Description of the task — Copy the entries word for word, from the very start through the line that contains "[[117, 427], [421, 405]]", including both ends. Leave the pictures out of your copy.

##### Listed records

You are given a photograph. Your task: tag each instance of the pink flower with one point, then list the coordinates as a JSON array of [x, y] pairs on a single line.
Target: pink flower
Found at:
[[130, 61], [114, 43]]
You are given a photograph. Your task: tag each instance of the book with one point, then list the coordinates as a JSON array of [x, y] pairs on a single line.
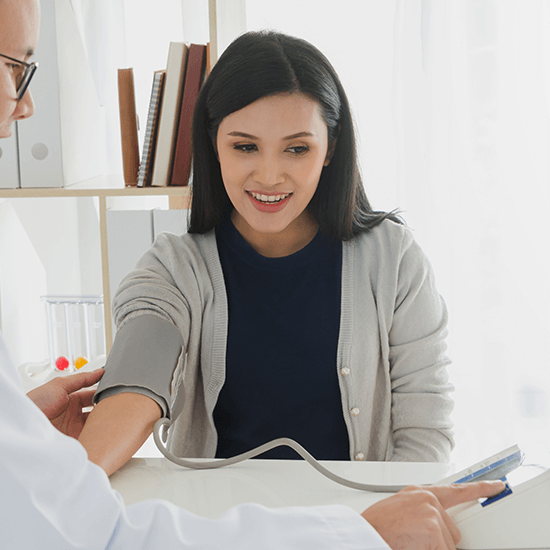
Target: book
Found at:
[[128, 126], [151, 131], [194, 77], [169, 114]]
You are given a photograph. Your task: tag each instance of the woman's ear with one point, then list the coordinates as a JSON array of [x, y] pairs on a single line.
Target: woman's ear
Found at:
[[330, 151], [215, 147]]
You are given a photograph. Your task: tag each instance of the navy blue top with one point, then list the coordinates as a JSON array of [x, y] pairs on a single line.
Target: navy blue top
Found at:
[[282, 340]]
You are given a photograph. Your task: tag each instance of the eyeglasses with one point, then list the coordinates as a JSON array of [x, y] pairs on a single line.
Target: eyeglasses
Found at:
[[23, 75]]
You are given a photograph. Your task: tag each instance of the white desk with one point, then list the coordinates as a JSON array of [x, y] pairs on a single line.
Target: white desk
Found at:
[[273, 483]]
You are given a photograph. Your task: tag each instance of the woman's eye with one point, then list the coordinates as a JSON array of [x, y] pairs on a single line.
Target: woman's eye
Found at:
[[298, 150], [245, 148]]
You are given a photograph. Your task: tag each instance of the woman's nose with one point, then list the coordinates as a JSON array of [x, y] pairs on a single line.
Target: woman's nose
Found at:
[[269, 171], [25, 106]]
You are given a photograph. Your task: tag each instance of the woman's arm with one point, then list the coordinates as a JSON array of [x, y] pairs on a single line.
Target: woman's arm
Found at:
[[117, 427], [421, 405]]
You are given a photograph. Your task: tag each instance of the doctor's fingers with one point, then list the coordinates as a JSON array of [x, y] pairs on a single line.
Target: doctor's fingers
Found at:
[[437, 522], [85, 398], [413, 519], [452, 495]]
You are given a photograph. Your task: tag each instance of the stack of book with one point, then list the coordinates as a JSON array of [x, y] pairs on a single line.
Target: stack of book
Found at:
[[166, 154]]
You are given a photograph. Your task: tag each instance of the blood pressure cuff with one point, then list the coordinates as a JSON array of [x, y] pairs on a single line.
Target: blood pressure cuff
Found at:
[[143, 359]]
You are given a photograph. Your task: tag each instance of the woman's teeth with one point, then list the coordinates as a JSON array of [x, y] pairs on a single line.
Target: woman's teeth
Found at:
[[271, 198]]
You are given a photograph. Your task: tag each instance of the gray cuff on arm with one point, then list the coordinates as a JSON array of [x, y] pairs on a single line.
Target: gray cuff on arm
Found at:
[[144, 356]]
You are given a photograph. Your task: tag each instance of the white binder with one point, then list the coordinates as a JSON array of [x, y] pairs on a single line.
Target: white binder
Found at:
[[9, 161], [59, 145], [40, 135]]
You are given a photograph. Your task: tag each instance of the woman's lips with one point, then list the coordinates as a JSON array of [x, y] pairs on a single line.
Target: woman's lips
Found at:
[[269, 203]]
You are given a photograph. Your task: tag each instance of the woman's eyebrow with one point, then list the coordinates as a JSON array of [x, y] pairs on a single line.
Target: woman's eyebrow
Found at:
[[250, 136], [242, 134]]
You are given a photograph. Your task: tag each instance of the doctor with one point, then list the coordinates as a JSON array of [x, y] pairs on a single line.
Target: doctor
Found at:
[[52, 497]]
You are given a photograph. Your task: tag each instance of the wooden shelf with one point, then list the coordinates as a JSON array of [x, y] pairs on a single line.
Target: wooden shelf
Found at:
[[102, 186]]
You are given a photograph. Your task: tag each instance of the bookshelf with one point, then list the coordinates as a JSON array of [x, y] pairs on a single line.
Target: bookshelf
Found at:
[[101, 188], [225, 19]]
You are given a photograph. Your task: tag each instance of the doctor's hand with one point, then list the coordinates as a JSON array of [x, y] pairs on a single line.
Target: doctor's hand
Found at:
[[60, 400], [415, 518]]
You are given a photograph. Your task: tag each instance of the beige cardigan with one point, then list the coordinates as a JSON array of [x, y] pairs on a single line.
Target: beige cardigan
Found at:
[[171, 311]]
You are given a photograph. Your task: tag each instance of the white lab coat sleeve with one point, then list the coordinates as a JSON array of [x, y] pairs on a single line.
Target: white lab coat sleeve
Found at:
[[53, 497]]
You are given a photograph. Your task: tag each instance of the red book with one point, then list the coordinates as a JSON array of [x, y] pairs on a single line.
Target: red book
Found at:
[[196, 63], [128, 125]]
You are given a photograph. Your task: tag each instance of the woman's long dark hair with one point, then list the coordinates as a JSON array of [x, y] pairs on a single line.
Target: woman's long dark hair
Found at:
[[261, 64]]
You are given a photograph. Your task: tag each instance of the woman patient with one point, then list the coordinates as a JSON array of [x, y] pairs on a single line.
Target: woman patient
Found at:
[[290, 308]]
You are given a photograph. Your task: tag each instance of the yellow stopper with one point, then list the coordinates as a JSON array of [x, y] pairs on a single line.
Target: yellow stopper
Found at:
[[80, 362]]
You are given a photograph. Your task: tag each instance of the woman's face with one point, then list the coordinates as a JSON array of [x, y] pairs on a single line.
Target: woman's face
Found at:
[[271, 154], [19, 26]]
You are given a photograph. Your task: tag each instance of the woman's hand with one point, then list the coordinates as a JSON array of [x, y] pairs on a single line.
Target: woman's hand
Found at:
[[415, 518], [62, 402]]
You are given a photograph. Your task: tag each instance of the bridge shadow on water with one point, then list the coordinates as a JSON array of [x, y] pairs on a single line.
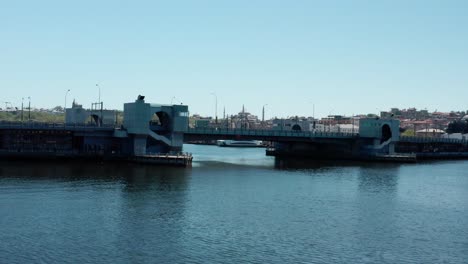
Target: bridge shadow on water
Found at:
[[132, 176]]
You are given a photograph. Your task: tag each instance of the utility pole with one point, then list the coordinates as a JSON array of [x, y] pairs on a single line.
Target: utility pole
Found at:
[[22, 101], [216, 107], [65, 107], [29, 108]]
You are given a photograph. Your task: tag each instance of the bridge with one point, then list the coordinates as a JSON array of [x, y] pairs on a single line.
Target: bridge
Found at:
[[162, 129], [195, 134]]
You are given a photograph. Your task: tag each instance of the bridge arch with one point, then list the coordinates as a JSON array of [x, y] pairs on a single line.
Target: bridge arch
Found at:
[[296, 127], [386, 133], [161, 119]]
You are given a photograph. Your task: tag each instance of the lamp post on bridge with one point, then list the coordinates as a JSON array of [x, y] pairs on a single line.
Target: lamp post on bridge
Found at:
[[263, 115], [29, 108], [22, 101], [65, 107], [216, 107]]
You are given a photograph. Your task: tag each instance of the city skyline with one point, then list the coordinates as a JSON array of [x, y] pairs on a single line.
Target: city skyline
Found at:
[[339, 58]]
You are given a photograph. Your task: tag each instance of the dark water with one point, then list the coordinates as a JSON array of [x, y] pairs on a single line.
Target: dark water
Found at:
[[234, 206]]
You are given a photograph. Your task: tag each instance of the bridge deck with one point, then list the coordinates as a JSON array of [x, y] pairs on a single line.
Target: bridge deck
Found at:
[[268, 135]]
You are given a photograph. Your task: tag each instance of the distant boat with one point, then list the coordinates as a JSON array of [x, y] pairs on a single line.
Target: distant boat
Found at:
[[239, 143]]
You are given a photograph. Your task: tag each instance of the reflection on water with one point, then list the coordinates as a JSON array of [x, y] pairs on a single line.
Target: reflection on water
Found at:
[[236, 206]]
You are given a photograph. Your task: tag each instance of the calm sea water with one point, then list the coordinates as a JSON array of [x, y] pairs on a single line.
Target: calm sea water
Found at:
[[234, 206]]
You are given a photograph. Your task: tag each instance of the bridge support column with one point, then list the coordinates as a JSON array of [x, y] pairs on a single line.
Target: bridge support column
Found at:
[[139, 145]]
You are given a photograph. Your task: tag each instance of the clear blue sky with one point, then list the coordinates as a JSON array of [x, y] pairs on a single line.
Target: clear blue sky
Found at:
[[344, 57]]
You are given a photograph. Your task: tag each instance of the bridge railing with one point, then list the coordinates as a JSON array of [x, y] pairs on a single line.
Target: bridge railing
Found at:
[[269, 133], [51, 125], [432, 140]]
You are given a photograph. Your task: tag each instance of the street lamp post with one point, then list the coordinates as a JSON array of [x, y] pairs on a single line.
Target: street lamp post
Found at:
[[29, 108], [216, 107], [65, 107], [22, 101], [263, 112]]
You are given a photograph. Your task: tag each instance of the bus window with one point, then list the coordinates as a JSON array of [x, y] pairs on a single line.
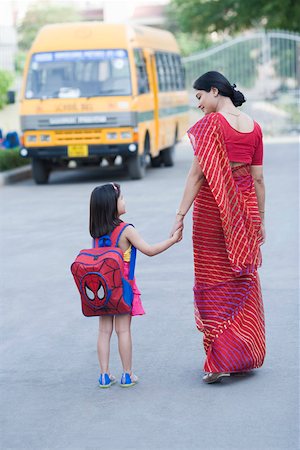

##########

Exercise output —
You are given a photograph. Your task: tag each instance of the pink flower with one point, then list the coordinates as a JSON array of [x, y] pairs on a single line.
Target: pink flower
Found at:
[[130, 61], [114, 43]]
You are given a photograph. Your task: tag each instance of the book with one point, then list the coordinates as a JSON array of [x, y] pairs on a single line.
Target: book
Found at:
[[128, 126], [151, 131], [194, 77], [169, 114]]
You are given a photograph. Your task: tag each instance of the woman's ear with one point, then list the coordinates as a JSON array of [x, y] pairs on a single line.
Target: woman's ear
Found at:
[[330, 151], [215, 147]]
You are given a photograph. Your task: tag each instance of the navy blue top with one point, then list the coordinates as a JSON array of [x, y] pairs on a single line.
Target: navy blue top
Found at:
[[282, 340]]
You are given a photograph. Your task: tag each instance of the eyeglasses with one point, then list the coordinates as a JSON array of [x, y] pairs on a single line.
Target: eyeglasses
Found at:
[[23, 75]]
You are given a photograph. Your task: tag each instance of the white desk with one point, then list the coordinates as a JSON array of [x, y] pairs on a single line.
Target: white desk
Found at:
[[273, 483]]
You are given a photograph. Your task: tag each instance of the woman's eye with one point, then list the coordinates as a JSON array of [x, y] pairs on a single line.
Target: woman's eye
Found at:
[[298, 150], [245, 148]]
You are given a photograph. Your task: tag each instance of the woman's nose with one point, then list the coordinates as a JSON array of [x, y] pairs on a single line.
Target: woman's nose
Found at:
[[269, 171], [25, 106]]
You are given a photograph. Your task: tag each instance of the woman's arm with one point, then list the coordinates as a JSON array of [x, y] pairs on a single line.
Target: woman's arm
Found at:
[[117, 427], [421, 405]]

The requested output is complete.